■ **Фрагмент текста**:
Теперь же Масинисса рассчитал, что римляне не будут возражать, если он завладеет значительной частью сельскохозяйственных и коммерческих рынков Северной Африки. Каждый раз, когда возникали конфликты, Карфаген и Нумидия направляли в Рим послов для отстаивания своих интересов. Для карфагенян эти миссии обычно были безуспешными, поскольку римский сенат предпочитал поддержать претензии своего лояльного союзника, а не государства, к которому испытывал недоверие. Нумидийцы, естественно, старались при любой возможности подогревать подозрения Рима по отношению к Карфагену. В 170 году Гулусса, один из сыновей Масиниссы, находившийся в Риме в составе нумидийского посольства, согласно Ливию, предупредил сенат, чтобы римляне остерегались предательства карфагенян. Они-де замыслили подготовить большой флот «якобы для римлян и против македонцев, но когда флот будет готов и оснащен, карфагеняне сами решат, кого считать врагом, а кого — союзником»{1152}.

[Элементы разметки для сегментации]
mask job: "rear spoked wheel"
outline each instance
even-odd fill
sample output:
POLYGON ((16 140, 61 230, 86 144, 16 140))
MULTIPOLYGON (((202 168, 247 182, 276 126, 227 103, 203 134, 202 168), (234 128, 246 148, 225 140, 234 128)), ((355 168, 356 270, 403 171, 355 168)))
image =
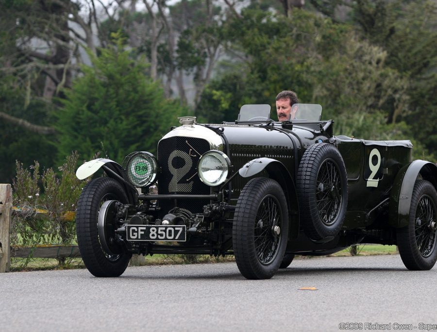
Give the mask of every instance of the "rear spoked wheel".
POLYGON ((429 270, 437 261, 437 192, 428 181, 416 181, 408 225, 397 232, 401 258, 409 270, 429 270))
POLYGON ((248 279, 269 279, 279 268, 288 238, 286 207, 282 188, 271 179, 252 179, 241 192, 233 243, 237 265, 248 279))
...
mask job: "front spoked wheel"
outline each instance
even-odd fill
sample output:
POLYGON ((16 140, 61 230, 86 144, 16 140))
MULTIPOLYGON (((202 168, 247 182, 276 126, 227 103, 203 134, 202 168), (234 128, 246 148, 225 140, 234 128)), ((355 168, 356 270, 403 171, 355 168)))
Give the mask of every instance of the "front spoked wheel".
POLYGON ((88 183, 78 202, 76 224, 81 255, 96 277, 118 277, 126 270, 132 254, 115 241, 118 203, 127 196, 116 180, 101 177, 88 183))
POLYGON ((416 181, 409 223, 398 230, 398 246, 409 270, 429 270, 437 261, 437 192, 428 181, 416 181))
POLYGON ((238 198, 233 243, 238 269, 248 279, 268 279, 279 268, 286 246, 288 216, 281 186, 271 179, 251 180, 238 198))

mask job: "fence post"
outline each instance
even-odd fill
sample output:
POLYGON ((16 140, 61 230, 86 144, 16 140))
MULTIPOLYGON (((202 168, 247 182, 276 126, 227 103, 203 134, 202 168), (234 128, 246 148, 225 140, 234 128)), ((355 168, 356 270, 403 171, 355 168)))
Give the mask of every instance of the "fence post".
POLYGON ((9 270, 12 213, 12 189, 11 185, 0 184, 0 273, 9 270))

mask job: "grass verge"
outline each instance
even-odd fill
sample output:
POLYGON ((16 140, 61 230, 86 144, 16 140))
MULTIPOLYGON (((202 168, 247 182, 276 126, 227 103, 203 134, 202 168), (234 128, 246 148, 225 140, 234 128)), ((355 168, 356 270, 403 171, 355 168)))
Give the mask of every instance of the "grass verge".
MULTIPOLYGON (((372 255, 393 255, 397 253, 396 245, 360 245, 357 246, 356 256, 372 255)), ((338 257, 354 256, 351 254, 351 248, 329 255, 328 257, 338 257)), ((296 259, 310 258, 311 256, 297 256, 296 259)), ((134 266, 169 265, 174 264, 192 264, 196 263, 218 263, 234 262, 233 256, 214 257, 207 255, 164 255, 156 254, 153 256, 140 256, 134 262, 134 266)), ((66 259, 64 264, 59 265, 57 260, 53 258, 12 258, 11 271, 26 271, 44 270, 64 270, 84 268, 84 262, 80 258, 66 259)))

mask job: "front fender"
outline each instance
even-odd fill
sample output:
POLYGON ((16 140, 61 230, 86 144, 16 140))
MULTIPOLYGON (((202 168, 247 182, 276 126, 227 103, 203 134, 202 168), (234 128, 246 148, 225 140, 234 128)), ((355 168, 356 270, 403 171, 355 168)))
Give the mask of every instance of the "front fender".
...
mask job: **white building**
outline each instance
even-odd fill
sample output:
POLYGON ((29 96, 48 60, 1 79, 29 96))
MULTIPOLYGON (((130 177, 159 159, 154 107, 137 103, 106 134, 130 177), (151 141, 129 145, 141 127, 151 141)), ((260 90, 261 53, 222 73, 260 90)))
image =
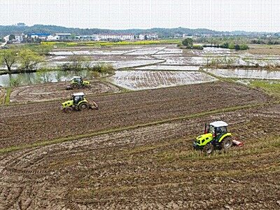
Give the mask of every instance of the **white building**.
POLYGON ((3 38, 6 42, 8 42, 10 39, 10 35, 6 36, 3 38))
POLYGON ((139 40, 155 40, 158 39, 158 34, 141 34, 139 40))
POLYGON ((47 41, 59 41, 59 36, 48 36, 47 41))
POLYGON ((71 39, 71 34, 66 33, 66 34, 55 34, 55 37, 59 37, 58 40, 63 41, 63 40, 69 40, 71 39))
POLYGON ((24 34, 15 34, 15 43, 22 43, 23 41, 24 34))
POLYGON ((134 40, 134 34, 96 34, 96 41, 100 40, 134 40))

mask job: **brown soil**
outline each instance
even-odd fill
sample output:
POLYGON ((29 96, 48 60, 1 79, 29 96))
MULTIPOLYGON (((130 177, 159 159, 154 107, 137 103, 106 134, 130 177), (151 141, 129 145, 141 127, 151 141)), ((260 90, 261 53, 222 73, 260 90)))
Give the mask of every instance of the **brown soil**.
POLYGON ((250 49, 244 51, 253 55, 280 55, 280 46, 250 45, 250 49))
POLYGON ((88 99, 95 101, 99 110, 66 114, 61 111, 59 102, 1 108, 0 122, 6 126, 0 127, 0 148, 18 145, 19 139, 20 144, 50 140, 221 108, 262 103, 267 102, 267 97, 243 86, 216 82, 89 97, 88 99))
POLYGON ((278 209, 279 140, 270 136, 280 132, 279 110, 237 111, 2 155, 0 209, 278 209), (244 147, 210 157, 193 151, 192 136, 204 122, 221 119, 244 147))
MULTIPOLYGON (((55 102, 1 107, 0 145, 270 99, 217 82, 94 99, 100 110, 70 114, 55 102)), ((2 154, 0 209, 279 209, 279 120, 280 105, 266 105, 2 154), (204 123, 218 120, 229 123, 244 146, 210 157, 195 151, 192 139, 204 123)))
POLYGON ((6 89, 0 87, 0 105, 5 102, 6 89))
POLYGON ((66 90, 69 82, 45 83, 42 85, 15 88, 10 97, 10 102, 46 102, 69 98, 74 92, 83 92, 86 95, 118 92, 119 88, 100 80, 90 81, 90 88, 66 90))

■ **Задание**:
Ответьте на вопросы по фрагменту о Масиниссе:
1. Куда Карфаген и Нумидия направляли послов при возникновении конфликтов?
2. Кем Гулусса приходился Масиниссе?
3. В каком году Гулусса, согласно Ливию, предупредил сенат о предательстве карфагенян?

■ **Ответ**:
1. В Рим.
2. Одним из сыновей.
3. В 170 году.